=== SUPPLIED RECORDS ===

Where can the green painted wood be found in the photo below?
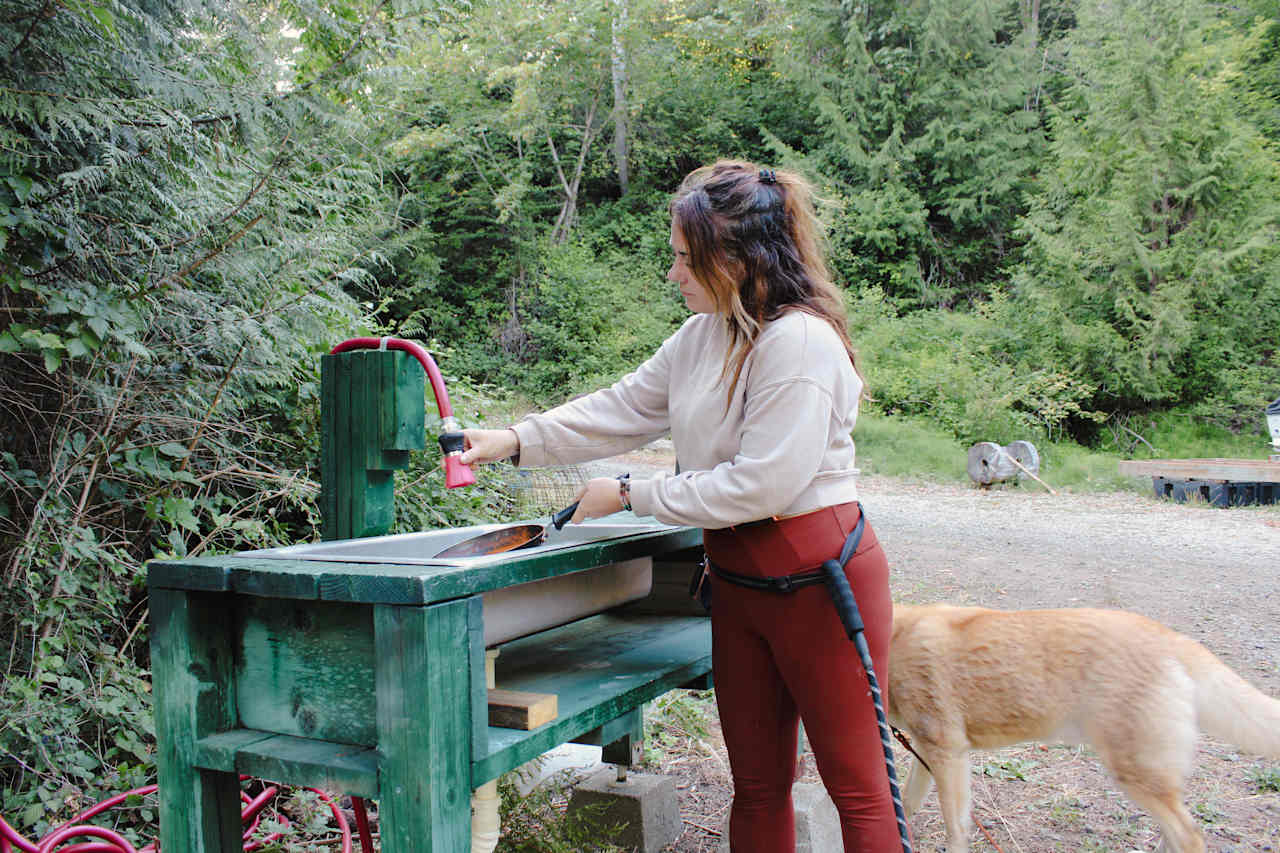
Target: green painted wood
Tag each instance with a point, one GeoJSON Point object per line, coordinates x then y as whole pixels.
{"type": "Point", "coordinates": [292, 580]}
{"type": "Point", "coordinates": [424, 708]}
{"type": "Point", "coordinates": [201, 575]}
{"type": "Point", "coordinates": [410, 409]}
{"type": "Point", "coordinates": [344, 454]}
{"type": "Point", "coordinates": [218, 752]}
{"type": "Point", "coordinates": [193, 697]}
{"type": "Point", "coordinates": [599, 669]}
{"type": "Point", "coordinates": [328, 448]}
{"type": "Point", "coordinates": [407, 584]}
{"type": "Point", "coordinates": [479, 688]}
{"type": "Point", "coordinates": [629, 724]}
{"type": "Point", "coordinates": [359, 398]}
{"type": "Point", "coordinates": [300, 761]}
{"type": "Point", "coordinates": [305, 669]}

===
=== SUPPLIED RECORDS ===

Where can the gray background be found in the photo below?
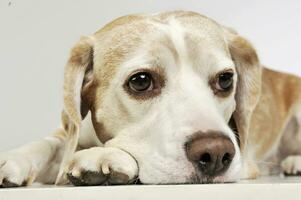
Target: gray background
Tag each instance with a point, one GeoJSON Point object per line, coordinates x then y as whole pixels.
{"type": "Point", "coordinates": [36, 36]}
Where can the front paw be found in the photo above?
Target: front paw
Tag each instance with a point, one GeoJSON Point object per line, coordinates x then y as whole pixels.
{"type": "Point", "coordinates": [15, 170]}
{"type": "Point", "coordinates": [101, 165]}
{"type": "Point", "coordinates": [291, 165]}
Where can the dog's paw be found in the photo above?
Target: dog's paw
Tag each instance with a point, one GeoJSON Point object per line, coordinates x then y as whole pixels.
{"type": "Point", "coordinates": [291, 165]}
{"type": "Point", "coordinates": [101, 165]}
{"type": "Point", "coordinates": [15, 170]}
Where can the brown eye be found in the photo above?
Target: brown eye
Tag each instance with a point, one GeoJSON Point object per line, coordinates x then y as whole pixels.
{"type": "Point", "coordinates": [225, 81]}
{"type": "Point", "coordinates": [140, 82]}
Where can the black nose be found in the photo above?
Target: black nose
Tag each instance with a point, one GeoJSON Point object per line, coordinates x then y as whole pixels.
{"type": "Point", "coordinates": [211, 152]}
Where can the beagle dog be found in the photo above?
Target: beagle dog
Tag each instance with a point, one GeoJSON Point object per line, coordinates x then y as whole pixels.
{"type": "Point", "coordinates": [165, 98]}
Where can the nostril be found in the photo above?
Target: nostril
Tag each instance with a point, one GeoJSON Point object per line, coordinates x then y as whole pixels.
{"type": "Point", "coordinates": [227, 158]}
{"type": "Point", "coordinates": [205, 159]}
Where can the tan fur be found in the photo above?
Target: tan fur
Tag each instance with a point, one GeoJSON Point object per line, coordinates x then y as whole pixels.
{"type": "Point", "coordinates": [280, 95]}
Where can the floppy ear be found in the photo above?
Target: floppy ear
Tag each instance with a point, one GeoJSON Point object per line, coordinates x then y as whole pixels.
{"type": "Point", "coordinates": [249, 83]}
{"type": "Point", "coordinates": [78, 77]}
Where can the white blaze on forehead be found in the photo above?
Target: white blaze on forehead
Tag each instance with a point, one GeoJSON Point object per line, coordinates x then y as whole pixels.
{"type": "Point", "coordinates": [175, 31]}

===
=== SUPPLIED RECORDS ===

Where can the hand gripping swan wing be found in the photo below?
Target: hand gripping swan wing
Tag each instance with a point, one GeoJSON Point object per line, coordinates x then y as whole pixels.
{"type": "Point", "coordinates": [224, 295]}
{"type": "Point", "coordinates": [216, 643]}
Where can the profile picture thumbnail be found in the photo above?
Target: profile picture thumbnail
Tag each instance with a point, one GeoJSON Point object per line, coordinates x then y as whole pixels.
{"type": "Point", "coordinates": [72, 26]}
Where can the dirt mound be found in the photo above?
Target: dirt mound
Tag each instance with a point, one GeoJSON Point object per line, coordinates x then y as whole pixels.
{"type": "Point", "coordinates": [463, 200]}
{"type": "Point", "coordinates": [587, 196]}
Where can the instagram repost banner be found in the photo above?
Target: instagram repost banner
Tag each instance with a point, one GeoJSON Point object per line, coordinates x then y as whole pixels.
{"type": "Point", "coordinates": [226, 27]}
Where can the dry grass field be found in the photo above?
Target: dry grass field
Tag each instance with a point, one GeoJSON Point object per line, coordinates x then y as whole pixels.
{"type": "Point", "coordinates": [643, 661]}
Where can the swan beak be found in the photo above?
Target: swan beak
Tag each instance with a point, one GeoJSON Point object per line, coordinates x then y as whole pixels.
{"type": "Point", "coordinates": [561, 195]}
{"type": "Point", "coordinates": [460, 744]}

===

GIVEN INSTRUCTION: Which rows above contain the word "gray"? Copy out each one in full.

EXERCISE SOLUTION:
Where can the gray background be found in the photo below?
Target: gray background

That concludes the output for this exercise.